__Problem requirements__:
Please find each line in the rows below that contains the string "hung" and copy those lines out in full. Matches must have the same capitalization.

::: The records :::

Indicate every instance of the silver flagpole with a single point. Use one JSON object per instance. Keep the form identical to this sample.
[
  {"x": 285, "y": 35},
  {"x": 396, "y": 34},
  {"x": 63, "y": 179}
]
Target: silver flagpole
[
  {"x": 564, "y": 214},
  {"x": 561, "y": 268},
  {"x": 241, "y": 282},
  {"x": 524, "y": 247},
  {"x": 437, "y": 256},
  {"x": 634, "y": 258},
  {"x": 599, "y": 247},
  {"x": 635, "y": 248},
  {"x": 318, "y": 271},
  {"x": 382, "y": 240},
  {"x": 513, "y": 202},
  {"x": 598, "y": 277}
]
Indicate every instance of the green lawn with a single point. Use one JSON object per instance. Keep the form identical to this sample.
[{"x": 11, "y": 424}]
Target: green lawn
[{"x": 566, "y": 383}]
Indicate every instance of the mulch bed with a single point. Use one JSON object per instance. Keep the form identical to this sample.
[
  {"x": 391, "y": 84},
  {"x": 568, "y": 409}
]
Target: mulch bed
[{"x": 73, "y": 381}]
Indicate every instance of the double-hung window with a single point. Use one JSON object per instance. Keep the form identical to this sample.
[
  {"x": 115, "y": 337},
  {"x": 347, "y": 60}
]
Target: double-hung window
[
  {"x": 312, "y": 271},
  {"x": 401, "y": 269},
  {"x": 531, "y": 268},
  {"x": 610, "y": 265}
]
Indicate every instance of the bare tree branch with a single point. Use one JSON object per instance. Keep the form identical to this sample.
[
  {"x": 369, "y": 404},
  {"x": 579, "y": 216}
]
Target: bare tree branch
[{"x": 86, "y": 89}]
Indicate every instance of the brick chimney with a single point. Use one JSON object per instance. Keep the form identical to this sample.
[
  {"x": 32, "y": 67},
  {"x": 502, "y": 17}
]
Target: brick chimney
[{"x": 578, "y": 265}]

:::
::: The records :::

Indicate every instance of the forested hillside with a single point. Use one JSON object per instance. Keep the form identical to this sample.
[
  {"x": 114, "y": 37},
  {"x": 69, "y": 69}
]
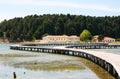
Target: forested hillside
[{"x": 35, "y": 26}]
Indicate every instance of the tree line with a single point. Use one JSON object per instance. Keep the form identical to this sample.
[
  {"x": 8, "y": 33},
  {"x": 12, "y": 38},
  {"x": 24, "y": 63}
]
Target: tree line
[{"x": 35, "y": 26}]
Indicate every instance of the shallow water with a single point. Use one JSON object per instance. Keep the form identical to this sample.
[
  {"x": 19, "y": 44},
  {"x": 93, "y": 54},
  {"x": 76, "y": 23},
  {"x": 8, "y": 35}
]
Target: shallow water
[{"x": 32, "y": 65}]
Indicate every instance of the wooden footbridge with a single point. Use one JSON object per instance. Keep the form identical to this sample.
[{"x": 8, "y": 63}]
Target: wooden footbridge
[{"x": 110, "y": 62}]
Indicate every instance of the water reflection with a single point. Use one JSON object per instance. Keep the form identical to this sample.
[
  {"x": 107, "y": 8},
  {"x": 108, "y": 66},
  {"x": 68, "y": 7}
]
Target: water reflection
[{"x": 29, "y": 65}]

:::

__Correct output__:
Indicate every instance of the double-hung window with a single point. Use one JSON object per instance. Keep the form identical to this sample.
Target: double-hung window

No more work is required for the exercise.